• [DESCRIPTION OF THE TASK]: Identify every line in the records below that contains the string "ceiling", and copy each one. Case counts.

(Dataset excerpt)
** Begin **
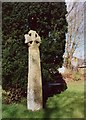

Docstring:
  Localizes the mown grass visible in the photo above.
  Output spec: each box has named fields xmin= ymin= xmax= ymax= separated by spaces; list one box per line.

xmin=2 ymin=81 xmax=84 ymax=118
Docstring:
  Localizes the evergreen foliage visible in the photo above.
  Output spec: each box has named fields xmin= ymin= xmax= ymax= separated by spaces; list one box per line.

xmin=2 ymin=2 xmax=67 ymax=98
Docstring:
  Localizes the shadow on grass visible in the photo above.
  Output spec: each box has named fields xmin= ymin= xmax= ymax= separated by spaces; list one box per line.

xmin=43 ymin=72 xmax=67 ymax=108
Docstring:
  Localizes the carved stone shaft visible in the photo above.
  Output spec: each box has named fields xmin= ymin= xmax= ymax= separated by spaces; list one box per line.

xmin=25 ymin=30 xmax=43 ymax=111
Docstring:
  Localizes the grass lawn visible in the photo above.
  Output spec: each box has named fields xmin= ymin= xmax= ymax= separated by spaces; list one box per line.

xmin=2 ymin=81 xmax=84 ymax=118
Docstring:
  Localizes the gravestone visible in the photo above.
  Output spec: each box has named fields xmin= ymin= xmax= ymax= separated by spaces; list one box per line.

xmin=25 ymin=30 xmax=43 ymax=111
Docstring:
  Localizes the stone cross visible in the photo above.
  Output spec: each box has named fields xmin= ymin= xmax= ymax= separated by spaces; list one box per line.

xmin=25 ymin=30 xmax=43 ymax=111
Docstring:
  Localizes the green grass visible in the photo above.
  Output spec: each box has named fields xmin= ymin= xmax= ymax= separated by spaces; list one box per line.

xmin=2 ymin=81 xmax=84 ymax=118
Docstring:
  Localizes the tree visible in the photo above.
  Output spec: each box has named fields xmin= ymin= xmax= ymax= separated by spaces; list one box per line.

xmin=2 ymin=2 xmax=67 ymax=101
xmin=65 ymin=3 xmax=83 ymax=69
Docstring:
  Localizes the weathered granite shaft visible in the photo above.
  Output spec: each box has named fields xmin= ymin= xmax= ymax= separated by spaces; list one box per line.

xmin=25 ymin=30 xmax=43 ymax=111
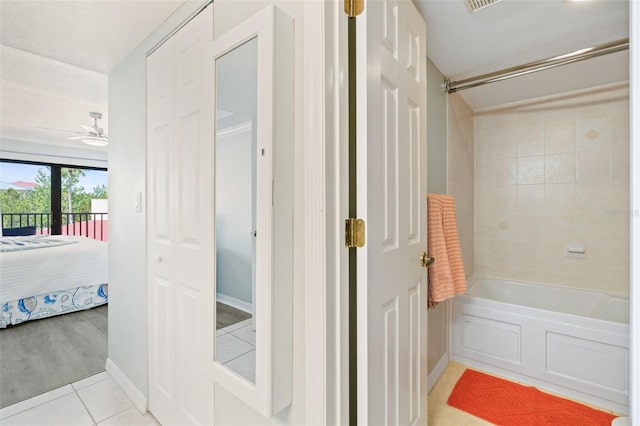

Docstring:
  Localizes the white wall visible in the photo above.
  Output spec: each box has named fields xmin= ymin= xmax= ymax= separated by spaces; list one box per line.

xmin=108 ymin=0 xmax=210 ymax=406
xmin=427 ymin=59 xmax=449 ymax=376
xmin=0 ymin=139 xmax=107 ymax=168
xmin=215 ymin=126 xmax=254 ymax=304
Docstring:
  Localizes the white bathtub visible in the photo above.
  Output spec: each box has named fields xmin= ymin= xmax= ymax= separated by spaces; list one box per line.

xmin=451 ymin=279 xmax=630 ymax=414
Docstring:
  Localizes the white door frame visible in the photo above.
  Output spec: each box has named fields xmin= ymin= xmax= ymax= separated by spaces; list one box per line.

xmin=300 ymin=1 xmax=349 ymax=425
xmin=297 ymin=1 xmax=348 ymax=425
xmin=629 ymin=0 xmax=640 ymax=424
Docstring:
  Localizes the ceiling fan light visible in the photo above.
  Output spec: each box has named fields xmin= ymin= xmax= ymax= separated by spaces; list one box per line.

xmin=82 ymin=136 xmax=109 ymax=146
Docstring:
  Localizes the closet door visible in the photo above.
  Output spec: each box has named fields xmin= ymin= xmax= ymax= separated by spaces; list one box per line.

xmin=147 ymin=34 xmax=176 ymax=423
xmin=147 ymin=6 xmax=215 ymax=425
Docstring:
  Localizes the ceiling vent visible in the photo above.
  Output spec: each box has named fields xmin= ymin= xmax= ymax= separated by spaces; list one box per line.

xmin=464 ymin=0 xmax=501 ymax=12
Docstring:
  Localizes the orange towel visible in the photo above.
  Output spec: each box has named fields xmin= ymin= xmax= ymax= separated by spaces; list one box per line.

xmin=427 ymin=194 xmax=467 ymax=308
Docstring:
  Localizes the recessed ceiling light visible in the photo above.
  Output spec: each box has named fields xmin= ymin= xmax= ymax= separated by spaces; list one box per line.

xmin=82 ymin=136 xmax=109 ymax=146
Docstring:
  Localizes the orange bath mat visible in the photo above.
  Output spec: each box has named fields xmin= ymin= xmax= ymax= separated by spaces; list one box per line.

xmin=447 ymin=369 xmax=616 ymax=426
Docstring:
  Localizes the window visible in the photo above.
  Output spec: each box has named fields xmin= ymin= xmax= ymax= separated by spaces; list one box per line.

xmin=0 ymin=160 xmax=108 ymax=241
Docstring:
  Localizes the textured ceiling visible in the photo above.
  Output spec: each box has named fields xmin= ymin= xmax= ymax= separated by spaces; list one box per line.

xmin=414 ymin=0 xmax=629 ymax=109
xmin=0 ymin=0 xmax=184 ymax=74
xmin=0 ymin=0 xmax=629 ymax=150
xmin=0 ymin=0 xmax=184 ymax=150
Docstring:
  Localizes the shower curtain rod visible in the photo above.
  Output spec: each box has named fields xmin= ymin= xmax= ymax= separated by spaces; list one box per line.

xmin=444 ymin=38 xmax=629 ymax=93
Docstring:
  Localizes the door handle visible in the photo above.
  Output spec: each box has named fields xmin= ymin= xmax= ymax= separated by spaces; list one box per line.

xmin=420 ymin=252 xmax=436 ymax=268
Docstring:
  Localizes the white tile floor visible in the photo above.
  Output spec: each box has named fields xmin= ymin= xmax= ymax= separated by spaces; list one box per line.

xmin=0 ymin=372 xmax=159 ymax=426
xmin=216 ymin=318 xmax=256 ymax=383
xmin=0 ymin=319 xmax=256 ymax=426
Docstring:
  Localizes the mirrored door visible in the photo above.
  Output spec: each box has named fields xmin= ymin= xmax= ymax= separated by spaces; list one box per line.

xmin=214 ymin=37 xmax=259 ymax=383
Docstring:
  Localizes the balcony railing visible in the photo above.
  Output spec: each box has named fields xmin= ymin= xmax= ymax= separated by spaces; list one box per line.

xmin=2 ymin=212 xmax=108 ymax=241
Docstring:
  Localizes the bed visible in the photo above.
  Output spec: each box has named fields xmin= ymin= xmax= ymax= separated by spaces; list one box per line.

xmin=0 ymin=235 xmax=108 ymax=328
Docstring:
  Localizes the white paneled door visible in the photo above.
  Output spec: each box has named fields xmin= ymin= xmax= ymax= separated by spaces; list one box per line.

xmin=356 ymin=0 xmax=427 ymax=425
xmin=147 ymin=6 xmax=215 ymax=425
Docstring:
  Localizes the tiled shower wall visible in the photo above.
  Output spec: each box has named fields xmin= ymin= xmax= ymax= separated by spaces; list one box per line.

xmin=447 ymin=93 xmax=475 ymax=279
xmin=474 ymin=85 xmax=629 ymax=296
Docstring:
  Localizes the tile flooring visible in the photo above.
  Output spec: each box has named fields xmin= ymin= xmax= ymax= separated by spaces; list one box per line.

xmin=216 ymin=318 xmax=256 ymax=383
xmin=0 ymin=372 xmax=159 ymax=426
xmin=0 ymin=319 xmax=256 ymax=426
xmin=428 ymin=361 xmax=620 ymax=426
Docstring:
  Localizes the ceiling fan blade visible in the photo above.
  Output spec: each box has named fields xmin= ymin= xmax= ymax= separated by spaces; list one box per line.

xmin=80 ymin=124 xmax=98 ymax=133
xmin=35 ymin=126 xmax=84 ymax=135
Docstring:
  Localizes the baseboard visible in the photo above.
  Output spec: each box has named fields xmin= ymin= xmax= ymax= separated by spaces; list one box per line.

xmin=105 ymin=358 xmax=148 ymax=414
xmin=427 ymin=352 xmax=449 ymax=392
xmin=216 ymin=293 xmax=253 ymax=315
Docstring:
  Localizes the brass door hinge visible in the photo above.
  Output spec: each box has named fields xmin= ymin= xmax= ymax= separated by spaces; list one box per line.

xmin=344 ymin=0 xmax=364 ymax=18
xmin=344 ymin=217 xmax=364 ymax=247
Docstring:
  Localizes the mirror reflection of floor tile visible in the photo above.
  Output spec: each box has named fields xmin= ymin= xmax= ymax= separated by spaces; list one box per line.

xmin=224 ymin=349 xmax=256 ymax=383
xmin=216 ymin=318 xmax=256 ymax=383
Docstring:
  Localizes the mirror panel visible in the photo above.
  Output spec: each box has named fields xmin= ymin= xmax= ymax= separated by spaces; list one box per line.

xmin=214 ymin=37 xmax=258 ymax=383
xmin=205 ymin=3 xmax=295 ymax=417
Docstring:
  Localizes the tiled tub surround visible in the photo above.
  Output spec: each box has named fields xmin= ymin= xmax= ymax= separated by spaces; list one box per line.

xmin=474 ymin=85 xmax=630 ymax=296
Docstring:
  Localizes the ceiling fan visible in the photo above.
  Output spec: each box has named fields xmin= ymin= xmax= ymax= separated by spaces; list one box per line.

xmin=67 ymin=112 xmax=109 ymax=146
xmin=38 ymin=112 xmax=109 ymax=146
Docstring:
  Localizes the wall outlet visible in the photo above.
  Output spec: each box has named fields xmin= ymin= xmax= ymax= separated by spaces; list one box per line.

xmin=565 ymin=243 xmax=587 ymax=259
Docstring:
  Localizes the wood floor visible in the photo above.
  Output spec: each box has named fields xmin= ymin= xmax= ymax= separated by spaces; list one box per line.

xmin=0 ymin=305 xmax=108 ymax=407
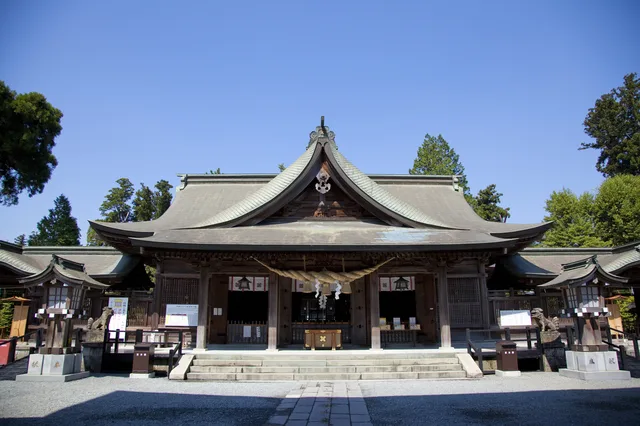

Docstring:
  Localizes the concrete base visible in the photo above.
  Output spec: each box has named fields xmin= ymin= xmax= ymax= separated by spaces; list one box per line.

xmin=496 ymin=370 xmax=522 ymax=377
xmin=558 ymin=368 xmax=631 ymax=380
xmin=16 ymin=371 xmax=91 ymax=383
xmin=129 ymin=371 xmax=156 ymax=379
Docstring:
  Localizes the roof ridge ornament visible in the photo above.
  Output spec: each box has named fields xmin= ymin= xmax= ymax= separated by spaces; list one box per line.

xmin=307 ymin=115 xmax=336 ymax=149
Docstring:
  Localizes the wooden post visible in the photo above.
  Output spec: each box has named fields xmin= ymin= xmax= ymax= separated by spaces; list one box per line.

xmin=368 ymin=272 xmax=380 ymax=349
xmin=478 ymin=260 xmax=491 ymax=329
xmin=438 ymin=266 xmax=451 ymax=348
xmin=196 ymin=266 xmax=210 ymax=351
xmin=267 ymin=273 xmax=280 ymax=351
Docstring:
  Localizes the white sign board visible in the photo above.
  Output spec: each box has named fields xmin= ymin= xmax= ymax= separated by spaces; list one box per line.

xmin=164 ymin=305 xmax=198 ymax=327
xmin=108 ymin=297 xmax=129 ymax=340
xmin=499 ymin=309 xmax=531 ymax=327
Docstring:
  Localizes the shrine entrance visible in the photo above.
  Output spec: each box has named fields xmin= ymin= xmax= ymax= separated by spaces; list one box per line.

xmin=291 ymin=283 xmax=351 ymax=345
xmin=225 ymin=277 xmax=269 ymax=344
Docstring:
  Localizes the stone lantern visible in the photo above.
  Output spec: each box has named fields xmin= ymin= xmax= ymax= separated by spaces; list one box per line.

xmin=16 ymin=255 xmax=109 ymax=382
xmin=538 ymin=256 xmax=631 ymax=380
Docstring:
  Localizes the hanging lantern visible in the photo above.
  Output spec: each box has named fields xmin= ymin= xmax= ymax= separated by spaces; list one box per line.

xmin=322 ymin=284 xmax=331 ymax=296
xmin=393 ymin=277 xmax=409 ymax=291
xmin=302 ymin=281 xmax=316 ymax=293
xmin=236 ymin=277 xmax=251 ymax=291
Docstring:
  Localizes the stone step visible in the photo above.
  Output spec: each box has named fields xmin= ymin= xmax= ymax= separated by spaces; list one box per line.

xmin=187 ymin=371 xmax=466 ymax=381
xmin=193 ymin=356 xmax=458 ymax=367
xmin=190 ymin=364 xmax=462 ymax=374
xmin=196 ymin=350 xmax=453 ymax=361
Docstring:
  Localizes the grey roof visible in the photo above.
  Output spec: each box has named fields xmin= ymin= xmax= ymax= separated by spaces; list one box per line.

xmin=19 ymin=254 xmax=109 ymax=289
xmin=90 ymin=123 xmax=550 ymax=250
xmin=538 ymin=255 xmax=628 ymax=288
xmin=500 ymin=242 xmax=640 ymax=278
xmin=0 ymin=243 xmax=140 ymax=279
xmin=132 ymin=221 xmax=516 ymax=251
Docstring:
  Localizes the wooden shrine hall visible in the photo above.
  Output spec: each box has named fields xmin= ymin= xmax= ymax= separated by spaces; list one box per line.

xmin=91 ymin=123 xmax=550 ymax=350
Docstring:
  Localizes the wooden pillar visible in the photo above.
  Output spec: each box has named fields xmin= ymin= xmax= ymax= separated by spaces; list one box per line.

xmin=438 ymin=266 xmax=451 ymax=348
xmin=368 ymin=272 xmax=380 ymax=349
xmin=267 ymin=273 xmax=280 ymax=351
xmin=478 ymin=260 xmax=491 ymax=329
xmin=196 ymin=266 xmax=210 ymax=351
xmin=278 ymin=278 xmax=293 ymax=346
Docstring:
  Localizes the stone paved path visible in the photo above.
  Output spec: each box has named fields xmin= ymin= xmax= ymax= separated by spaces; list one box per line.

xmin=267 ymin=382 xmax=371 ymax=426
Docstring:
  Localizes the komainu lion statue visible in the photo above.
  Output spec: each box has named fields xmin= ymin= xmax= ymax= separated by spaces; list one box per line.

xmin=531 ymin=308 xmax=560 ymax=331
xmin=87 ymin=306 xmax=113 ymax=330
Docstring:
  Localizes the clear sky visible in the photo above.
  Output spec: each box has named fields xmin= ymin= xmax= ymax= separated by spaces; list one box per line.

xmin=0 ymin=0 xmax=640 ymax=243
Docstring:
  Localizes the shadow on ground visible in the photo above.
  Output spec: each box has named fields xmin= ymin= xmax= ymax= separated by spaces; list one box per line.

xmin=2 ymin=384 xmax=640 ymax=426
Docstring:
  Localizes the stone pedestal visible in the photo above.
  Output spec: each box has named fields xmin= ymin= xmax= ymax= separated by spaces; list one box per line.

xmin=540 ymin=331 xmax=567 ymax=372
xmin=16 ymin=354 xmax=89 ymax=382
xmin=559 ymin=351 xmax=631 ymax=380
xmin=82 ymin=342 xmax=104 ymax=373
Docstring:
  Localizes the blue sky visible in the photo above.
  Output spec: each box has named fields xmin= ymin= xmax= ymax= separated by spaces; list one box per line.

xmin=0 ymin=0 xmax=640 ymax=243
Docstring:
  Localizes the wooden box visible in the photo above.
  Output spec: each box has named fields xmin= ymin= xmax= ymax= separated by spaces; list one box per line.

xmin=304 ymin=330 xmax=342 ymax=351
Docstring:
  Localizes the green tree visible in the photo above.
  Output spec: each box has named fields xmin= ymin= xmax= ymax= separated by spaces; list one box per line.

xmin=593 ymin=175 xmax=640 ymax=246
xmin=131 ymin=183 xmax=155 ymax=222
xmin=409 ymin=133 xmax=470 ymax=197
xmin=540 ymin=189 xmax=611 ymax=247
xmin=29 ymin=194 xmax=80 ymax=246
xmin=100 ymin=178 xmax=134 ymax=222
xmin=472 ymin=183 xmax=511 ymax=222
xmin=0 ymin=81 xmax=62 ymax=206
xmin=153 ymin=179 xmax=173 ymax=219
xmin=132 ymin=180 xmax=173 ymax=222
xmin=580 ymin=73 xmax=640 ymax=177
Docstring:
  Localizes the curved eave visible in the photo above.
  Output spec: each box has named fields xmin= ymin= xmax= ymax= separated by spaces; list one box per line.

xmin=324 ymin=142 xmax=460 ymax=230
xmin=18 ymin=264 xmax=109 ymax=290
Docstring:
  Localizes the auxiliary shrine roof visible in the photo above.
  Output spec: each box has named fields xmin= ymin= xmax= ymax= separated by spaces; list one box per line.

xmin=91 ymin=126 xmax=551 ymax=253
** End **
• [EXPECTED ANSWER]:
  Localizes the ceiling fan light visible in the photo above.
  Localizes the ceiling vent visible in the photo above.
  Localizes the recessed ceiling light visible in the photo above.
  Localizes the textured ceiling visible in the photo above.
  Localizes the ceiling fan blade visible in the photo above.
  Localizes the ceiling fan visible in the photo above.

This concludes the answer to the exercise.